§ Data for this task
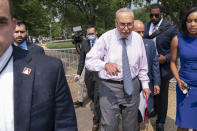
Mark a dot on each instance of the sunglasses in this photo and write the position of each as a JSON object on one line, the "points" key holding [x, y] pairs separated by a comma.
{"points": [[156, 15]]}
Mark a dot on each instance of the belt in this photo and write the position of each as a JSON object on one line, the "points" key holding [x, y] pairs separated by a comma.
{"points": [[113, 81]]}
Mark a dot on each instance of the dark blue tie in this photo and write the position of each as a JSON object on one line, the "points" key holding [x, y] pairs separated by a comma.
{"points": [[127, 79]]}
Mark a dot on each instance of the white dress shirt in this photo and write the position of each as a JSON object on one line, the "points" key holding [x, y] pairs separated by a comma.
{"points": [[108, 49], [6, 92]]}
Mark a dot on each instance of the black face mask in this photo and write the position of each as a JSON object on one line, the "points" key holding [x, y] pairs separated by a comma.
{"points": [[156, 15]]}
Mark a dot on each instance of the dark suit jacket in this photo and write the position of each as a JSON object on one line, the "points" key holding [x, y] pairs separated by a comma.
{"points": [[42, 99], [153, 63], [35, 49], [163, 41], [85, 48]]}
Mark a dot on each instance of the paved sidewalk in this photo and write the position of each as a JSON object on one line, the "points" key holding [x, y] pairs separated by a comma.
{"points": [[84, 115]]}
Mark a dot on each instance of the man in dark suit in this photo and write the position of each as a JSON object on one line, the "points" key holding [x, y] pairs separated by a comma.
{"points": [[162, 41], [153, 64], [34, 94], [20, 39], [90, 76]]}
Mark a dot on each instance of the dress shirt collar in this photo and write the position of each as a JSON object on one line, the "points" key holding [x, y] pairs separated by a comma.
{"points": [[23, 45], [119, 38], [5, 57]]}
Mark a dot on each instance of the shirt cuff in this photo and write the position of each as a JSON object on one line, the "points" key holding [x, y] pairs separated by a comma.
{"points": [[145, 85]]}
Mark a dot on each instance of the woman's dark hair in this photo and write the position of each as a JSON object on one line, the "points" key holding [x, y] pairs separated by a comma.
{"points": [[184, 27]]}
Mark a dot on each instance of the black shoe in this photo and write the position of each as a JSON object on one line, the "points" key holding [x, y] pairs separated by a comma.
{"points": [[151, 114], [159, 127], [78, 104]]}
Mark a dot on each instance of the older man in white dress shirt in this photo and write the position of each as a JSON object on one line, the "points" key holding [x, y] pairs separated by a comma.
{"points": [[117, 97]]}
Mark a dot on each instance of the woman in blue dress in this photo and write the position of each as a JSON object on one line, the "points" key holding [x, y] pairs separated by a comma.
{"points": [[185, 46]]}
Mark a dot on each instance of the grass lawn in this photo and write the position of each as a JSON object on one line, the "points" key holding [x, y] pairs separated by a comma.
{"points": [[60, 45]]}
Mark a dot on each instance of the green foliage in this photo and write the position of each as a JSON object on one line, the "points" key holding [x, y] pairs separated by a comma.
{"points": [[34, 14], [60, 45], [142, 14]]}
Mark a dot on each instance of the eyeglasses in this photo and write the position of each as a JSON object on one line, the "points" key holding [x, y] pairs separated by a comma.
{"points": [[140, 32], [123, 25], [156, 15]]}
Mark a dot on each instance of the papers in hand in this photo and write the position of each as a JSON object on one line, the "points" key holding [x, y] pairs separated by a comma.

§ Task brief
Leave out the pictures and copy everything else in the records word for word.

§ Result below
Mark a dot on each instance of the sunglasses in this photo and write the position of each as a JSON object on one line, the "points" key holding [x, y] pairs separated by a comma.
{"points": [[156, 15]]}
Mark a dot on each instance of the belt in this photo and write the position of each as a JSON object on one line, the "points" key holding [x, y] pairs separated by a comma.
{"points": [[113, 81]]}
Mark a dot on each instance of the dark blue tie in this photo and write the position of each as a JSON object on one line, the "points" key holding [x, y] pairs separated by a comma.
{"points": [[127, 79]]}
Mark a dot on each instance of the white dress shirt in this photo and write the position of each as a JSON object on one line, the "points" key holding [x, y] pairs separated by a comma.
{"points": [[108, 49], [6, 92]]}
Mark a dot on each instance of the black face mask in this photo and write the position of each as a JSON object on one line, the "points" key holding [x, y] pairs separated by a comma.
{"points": [[156, 15]]}
Mark a dot on each instance of the dark suit jacket in this photo and write the position of each as a JSON object on one line, the "points" key holding [x, y] pairs separated by a comma.
{"points": [[42, 99], [153, 63], [35, 49], [163, 41], [85, 48]]}
Mark a dot on each instance of the paved sidewalk in this photo and write the position of each as a JSON object on one line, the "points" key holding [x, y] pairs separated by a comma.
{"points": [[84, 115]]}
Mark a dot on each instance of the man in dark suit in this photo and write the position of each as a JSON object on one line, the "points" key holding [x, y] pairs separated by a comma.
{"points": [[162, 41], [153, 64], [34, 94], [20, 39], [90, 76]]}
Mark a dot on each instance of the dress shirt collar in this photo and write the position of each as a JSON object on one line, the "points" key holding [x, y] pairs separated by a comma.
{"points": [[23, 45], [119, 38], [5, 57]]}
Mark a dot on each instance of the shirt cuff in this photo and write the position of each as a JSON object on one line, the "points" key holding [x, y] pairs separated by a comma.
{"points": [[145, 85]]}
Mark a dot on each instance of the woman's dark hair in this photo and write the position of each as a JSON object on one line, the "points" key holding [x, y] pairs separated by a comma.
{"points": [[184, 27]]}
Mark a dot on each instance of the black shoe in this photo and write the position of each as a JSON object on one line, the "points" key holding [x, y] pairs separated by a comma.
{"points": [[151, 114], [159, 127], [78, 104]]}
Mark a dot on each instance of the older man in white dress shirt in this photo and write the position of each as a JSON object on one line, the "points" key holding [x, y] pairs separated by a comma.
{"points": [[117, 97]]}
Mark a dot on each instance of the woman in blue dress in this photo and write the position of each as a JSON object on one line, the "points" key holding [x, y] pairs separated by a comma.
{"points": [[185, 46]]}
Mark a dot on each instance of the grass lawn in this photo and write the position of each as a JSON object on one line, the "points" key holding [x, y] pairs separated by a comma.
{"points": [[60, 45]]}
Mark a dot on each instance of the green foliage in this photo and write the position of each as a JSON object on one line, the "points" key holding [x, y] pairs separated by a comma.
{"points": [[34, 14], [60, 45], [142, 14]]}
Mark a dot on each instance of the eyeglasses in this photo and write the position of each as a JSON object on one line, the "points" key holding [x, y] pairs separated by a comma.
{"points": [[140, 32], [123, 25], [156, 15]]}
Mark a dot on each instance of the papers in hand in this photo and write the position of each as a JSON object on one line, the "points" key holding [x, y] pairs separated by a comma.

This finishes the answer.